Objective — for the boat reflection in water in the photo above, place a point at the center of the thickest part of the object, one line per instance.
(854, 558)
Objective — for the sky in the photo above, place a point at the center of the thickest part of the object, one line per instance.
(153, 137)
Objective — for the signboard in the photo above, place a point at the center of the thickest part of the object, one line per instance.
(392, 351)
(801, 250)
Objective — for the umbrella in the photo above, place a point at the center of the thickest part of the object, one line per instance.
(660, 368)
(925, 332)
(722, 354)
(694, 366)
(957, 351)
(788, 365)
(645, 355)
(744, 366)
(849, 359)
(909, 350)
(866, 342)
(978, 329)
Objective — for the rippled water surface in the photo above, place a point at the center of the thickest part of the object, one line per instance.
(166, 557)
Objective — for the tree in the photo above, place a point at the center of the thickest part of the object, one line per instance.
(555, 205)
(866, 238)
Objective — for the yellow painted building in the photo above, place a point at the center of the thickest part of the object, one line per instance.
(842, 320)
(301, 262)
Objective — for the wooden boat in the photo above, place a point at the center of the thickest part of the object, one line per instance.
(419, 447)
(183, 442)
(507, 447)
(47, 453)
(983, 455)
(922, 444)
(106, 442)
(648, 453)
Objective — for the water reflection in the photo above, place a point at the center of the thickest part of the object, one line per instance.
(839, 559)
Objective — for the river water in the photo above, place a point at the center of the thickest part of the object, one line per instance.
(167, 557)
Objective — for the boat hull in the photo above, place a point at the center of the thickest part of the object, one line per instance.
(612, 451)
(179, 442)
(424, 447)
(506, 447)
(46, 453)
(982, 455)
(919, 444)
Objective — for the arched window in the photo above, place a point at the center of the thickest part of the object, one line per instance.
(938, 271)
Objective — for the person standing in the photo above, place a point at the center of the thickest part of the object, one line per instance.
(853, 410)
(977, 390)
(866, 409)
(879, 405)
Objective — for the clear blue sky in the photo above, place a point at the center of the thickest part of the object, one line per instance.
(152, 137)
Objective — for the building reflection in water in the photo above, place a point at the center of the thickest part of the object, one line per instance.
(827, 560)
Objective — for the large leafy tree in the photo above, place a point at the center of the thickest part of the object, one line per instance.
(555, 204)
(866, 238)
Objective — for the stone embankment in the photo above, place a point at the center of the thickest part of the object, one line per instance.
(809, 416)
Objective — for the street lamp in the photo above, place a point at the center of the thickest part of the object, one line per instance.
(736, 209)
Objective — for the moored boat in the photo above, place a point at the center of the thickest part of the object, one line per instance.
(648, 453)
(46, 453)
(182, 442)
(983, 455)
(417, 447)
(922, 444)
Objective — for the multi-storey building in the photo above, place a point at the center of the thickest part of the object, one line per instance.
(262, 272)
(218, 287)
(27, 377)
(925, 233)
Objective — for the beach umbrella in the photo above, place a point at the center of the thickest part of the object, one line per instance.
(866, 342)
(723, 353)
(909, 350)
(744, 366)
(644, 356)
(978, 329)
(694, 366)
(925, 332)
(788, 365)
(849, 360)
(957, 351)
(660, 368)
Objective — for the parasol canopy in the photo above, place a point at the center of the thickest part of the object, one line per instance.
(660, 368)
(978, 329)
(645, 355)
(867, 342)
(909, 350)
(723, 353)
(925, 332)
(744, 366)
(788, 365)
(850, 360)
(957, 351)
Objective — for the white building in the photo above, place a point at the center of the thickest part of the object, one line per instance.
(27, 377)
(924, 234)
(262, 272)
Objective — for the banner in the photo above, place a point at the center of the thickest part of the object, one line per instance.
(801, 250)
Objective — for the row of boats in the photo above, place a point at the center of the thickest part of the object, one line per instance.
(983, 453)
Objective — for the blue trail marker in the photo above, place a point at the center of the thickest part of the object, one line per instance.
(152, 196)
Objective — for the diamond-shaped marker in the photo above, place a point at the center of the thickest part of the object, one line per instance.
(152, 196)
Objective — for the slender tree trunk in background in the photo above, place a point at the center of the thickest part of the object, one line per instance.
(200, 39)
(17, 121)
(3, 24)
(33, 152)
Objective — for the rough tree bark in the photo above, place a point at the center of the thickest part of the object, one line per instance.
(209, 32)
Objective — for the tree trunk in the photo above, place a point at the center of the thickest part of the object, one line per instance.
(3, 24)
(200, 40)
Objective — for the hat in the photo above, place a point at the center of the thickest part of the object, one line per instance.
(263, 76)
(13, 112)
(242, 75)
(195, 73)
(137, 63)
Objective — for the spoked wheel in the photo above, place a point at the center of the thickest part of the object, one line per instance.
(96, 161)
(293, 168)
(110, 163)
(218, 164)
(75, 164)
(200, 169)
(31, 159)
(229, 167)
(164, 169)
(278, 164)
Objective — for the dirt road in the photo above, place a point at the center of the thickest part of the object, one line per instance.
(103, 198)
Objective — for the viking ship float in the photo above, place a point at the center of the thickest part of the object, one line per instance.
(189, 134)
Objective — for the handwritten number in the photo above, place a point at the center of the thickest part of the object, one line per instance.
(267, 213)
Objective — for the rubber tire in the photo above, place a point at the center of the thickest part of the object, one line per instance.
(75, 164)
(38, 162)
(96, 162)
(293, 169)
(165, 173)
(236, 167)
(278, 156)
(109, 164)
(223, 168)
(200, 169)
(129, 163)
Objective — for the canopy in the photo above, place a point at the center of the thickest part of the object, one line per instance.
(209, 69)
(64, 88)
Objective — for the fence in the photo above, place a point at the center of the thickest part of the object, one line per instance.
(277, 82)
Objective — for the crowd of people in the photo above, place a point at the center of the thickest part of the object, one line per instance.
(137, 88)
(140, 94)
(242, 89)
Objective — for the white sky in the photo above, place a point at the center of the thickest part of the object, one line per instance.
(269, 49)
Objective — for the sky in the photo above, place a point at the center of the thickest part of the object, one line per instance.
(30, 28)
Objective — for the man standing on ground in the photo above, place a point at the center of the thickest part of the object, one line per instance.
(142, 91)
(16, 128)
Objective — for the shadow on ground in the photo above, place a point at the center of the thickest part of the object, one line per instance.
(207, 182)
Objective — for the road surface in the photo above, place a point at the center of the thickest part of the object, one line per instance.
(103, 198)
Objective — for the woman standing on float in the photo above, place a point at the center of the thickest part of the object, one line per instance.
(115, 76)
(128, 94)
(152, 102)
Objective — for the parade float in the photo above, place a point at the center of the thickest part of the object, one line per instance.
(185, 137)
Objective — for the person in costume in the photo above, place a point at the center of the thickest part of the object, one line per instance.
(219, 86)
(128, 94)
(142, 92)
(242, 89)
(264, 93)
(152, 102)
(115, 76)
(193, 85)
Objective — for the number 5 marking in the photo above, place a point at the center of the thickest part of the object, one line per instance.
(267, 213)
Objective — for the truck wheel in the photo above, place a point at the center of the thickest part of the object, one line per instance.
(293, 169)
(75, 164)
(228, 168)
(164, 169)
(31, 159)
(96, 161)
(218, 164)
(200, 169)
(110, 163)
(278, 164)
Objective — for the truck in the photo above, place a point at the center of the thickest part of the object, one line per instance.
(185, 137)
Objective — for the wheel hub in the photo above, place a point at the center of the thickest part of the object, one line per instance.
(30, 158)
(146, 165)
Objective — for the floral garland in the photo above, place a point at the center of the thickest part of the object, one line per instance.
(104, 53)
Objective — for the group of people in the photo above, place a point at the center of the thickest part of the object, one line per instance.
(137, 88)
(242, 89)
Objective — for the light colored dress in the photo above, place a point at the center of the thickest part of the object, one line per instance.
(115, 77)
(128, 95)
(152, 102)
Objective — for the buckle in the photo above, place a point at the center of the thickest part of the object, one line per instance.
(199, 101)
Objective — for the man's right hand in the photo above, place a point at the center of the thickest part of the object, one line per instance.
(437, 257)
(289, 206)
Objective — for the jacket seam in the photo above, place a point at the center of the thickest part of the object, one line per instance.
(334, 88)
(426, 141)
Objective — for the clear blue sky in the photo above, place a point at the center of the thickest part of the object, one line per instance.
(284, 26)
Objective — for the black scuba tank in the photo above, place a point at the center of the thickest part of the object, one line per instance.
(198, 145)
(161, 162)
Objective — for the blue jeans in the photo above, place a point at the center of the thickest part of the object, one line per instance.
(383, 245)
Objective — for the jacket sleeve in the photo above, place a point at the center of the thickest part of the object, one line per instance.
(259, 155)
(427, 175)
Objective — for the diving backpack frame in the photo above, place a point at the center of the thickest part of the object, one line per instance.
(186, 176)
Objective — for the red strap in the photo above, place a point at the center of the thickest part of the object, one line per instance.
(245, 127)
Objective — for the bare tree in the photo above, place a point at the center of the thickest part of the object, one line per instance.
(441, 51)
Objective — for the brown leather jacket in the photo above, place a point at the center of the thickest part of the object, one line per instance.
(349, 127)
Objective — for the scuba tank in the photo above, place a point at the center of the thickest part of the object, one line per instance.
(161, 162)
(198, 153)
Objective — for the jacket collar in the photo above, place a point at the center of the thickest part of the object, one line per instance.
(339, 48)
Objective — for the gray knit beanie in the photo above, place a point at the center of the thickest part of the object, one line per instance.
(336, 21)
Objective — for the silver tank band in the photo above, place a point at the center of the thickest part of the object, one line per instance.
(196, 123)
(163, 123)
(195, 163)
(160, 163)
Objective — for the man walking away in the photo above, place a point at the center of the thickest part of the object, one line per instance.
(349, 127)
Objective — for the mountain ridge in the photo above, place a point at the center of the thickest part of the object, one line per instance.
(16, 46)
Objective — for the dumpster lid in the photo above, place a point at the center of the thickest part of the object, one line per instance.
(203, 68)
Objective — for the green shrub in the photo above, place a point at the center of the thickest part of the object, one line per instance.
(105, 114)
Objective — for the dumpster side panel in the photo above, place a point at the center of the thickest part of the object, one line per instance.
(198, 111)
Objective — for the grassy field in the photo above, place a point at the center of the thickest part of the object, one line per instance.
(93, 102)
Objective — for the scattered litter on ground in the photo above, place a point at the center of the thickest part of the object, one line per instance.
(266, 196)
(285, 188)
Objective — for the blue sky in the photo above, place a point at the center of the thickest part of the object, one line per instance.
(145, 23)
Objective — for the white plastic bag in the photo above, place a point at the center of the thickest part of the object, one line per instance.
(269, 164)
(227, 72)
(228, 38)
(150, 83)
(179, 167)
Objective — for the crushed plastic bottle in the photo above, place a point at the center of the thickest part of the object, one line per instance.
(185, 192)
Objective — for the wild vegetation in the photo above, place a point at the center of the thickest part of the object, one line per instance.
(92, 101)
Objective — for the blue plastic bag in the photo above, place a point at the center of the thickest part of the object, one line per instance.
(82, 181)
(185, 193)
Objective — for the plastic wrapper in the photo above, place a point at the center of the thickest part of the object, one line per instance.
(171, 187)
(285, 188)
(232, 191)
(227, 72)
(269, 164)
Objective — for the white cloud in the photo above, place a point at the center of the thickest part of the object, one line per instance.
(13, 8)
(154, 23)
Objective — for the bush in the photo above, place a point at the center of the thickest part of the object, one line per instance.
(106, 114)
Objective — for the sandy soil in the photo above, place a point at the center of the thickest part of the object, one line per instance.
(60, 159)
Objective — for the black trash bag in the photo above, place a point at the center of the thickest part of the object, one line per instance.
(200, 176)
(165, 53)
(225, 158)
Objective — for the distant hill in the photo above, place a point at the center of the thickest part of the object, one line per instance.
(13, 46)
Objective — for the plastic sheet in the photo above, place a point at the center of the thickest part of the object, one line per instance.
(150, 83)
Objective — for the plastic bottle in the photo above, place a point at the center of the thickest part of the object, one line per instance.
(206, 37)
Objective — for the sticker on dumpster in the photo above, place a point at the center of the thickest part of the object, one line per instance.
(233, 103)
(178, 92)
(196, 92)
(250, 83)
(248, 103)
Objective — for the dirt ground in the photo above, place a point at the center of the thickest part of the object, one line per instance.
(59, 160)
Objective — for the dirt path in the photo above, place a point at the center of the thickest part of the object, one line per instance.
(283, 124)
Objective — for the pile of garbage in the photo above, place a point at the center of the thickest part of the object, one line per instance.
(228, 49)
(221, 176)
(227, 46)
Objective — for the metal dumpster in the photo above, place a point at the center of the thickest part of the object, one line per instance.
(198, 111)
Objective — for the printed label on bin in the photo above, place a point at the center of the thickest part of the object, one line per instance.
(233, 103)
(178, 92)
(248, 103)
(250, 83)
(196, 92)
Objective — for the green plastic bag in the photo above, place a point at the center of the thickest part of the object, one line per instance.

^^^^^^^^

◆ Your instructions
Everything from the line with "Objective — for the distant" down to the last line of the data above should be returned exactly, with both ends kept and nothing added.

◆ Task response
Objective — for the distant hill in the photo above, place a point at the center of the thickest part of the object, one line per instance.
(13, 46)
Objective — for the plastic sheet in the photo above, place a point at the center of the thickest part of the object, one line per instance.
(150, 83)
Objective — for the plastic bottle in the photo above, place a point at the center of the thickest part of the object, one line per instance.
(206, 37)
Objective — for the sticker on dumpster in the photo above, place a point at the center of the thickest part of the object, one line per instance.
(233, 103)
(178, 92)
(196, 92)
(250, 83)
(248, 103)
Objective — for the dirt ground in the photo above, place a point at the center of the thickest part of the object, one line per instance.
(59, 160)
Objective — for the dirt path in the photo above, place a point at the center of the thickest part of the object, one line per instance.
(283, 124)
Objective — for the pile of garbage in the photo above, place a point at the center of the thickest part of the object, one line per instance.
(228, 49)
(221, 176)
(227, 46)
Objective — for the metal dumpster in the photo above, place a point at the center of the thickest part of the object, one line per instance.
(198, 111)
Objective — for the printed label on bin in the photo above, place a point at the center of the thickest part of the object, one line per instance.
(233, 103)
(178, 92)
(248, 103)
(250, 83)
(196, 92)
Objective — for the green plastic bag in the photo above, place a point at the center of the thickest part of the object, one line per instance.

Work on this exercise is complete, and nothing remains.